Scope freeze — nrsa_water_quality YearLocationdex (4th YearLocationdex kind)
Decided 2026-06-27 (Mike re-pasted the NARS data page as the go-ahead for the next sibling).
Source = EPA National Aquatic Resource Surveys (NARS), the National Rivers and Streams
Assessment (NRSA). The rivers-and-streams sibling of nla_water_quality (lakes) and
ncca_water_quality (coastal). Same shape Mike approved for NARS: a site × survey-cycle grid
(YearLocationdex). The 4th YearLocationdex kind (docs/yearlocationdex-framework.md).
Categorization settled by the NLA/NCCA precedent, so this was built directly.
Slot
One (river/stream site, survey cycle) cell holding that visit's MEASURED water-quality
indicators. Unlike NCCA (one cycle), NRSA gives a real multi-cycle year axis.
Source / scope
https://www.epa.gov/national-aquatic-resource-surveys/data-national-aquatic-resource-surveys.
Pilot scope = the three modern wide-format cycles 2013-14, 2018-19, 2023-24 (the 2023-24
data was posted 2026-06). The older 2008-09 cycle uses a different schema and is a deferred
backfill that would extend the axis to 2008 ("data is data"). year = the cycle's nominal start
year (2013/2018/2023); a cycle label ("2013-14") is carried alongside.
Measured reality — IN / OUT (bright line feedback_measured_reality_only)
- IN — raw per-site lab measurements: total nitrogen, total phosphorus, chlorophyll-a, conductivity, pH, turbidity, dissolved organic carbon, acid-neutralizing capacity.
- OUT — the survey's design-based condition estimates (the
*_allcondrollups carry population weights that extrapolate the sampled sites to "% of US river miles in good condition" = a computed population estimate) and the MMI / index scores.
Cell indicators (canonical units)
ptl_ugl (µg/L) · ntl_ugl (µg/L) · chla_ugl (µg/L) · cond_uscm (µS/cm) · ph ·
turb_ntu (NTU) · doc_mgl (mg/L) · anc_ueql (µeq/L). This is the full NLA vocabulary
minus Secchi (rivers are not Secchi-sampled); the strongest cross-kind overlap of the three
water kinds.

┄┄┄┄┄┄

Requests |
1 - Render this sentence from the NRSA scope note in Spanish: "Unlike NCCA (one cycle), NRSA gives a real multi-cycle year axis."
2 - Pick up the NRSA water-quality scope note after its final sentence and write the next section.
The material has no connection to the NRSA scope note.

Data |
┄┄┄┄┄┄

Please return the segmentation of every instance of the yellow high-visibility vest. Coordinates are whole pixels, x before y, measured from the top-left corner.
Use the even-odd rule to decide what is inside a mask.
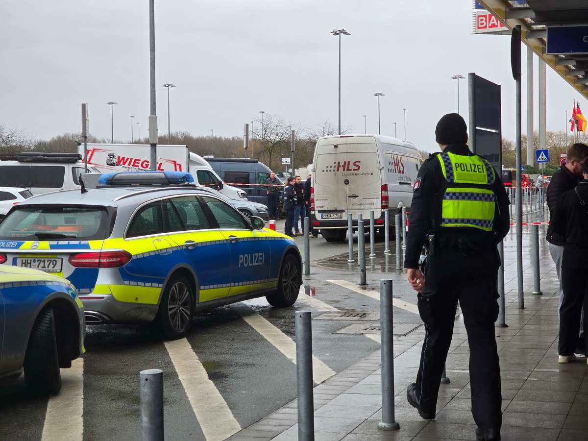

┄┄┄┄┄┄

Final results |
1 - A diferencia de NCCA (un ciclo), NRSA ofrece un verdadero eje de años con varios ciclos.

2 -
Decisions / gotchas frozen here
- Unit harmonization (load-bearing, and asymmetric vs NLA/NCCA). NRSA total N is mg/L →
×1000 to µg/L (shares
ntl_ugl). NRSA total P is ALREADY µg/L — no scaling — unlike NLA and NCCA where PTL was mg/L. Getting this backwards would inflate river TP 1000×. CHLA (µg/L), COND (µS/cm), TURB (NTU), DOC (mg/L), ANC (µeq/L), pH already share units across all three cycles (verified from each cycle's*_UNITScolumns). Sanity after build: TP median 59 µg/L, TN median 620 µg/L (aligned with NLA freshwater ≈600). - Wide chem, one cell column per analyte. All three cycles store
<ANALYTE>_RESULTcolumns (1314 uses_RESULT_UNITS, 1819/2324 use_UNITS). The mapper (map_wide_chem) is schema-uniform: an analyte absent in a cycle yields its null cell column. - Chlorophyll split. 1819/2324 carry
CHLA_RESULTin the chem file; 1314 keeps it in a separatewidewchlfile, joined on UID. - latin-1 bytes. Some NRSA site files carry non-UTF-8 bytes (accented place names); the
parser uses
encoding="utf8-lossy"so a stray byte doesn't abort the whole file. CR-only / CRLF endings normalized as in the other NARS kinds. curl, not urllib/httpx (sandbox hang). - One cell per (site, cycle). A handful of NRSA reference (RF) sites carry two index records within a cycle; the build dedups on (site_id, year) keeping the first (40 of 5,944 rows).
- Site IDs differ across cycles. Fresh probability sample each cycle → the place axis is sparse across cycles; coords carried for later spatial re-linking.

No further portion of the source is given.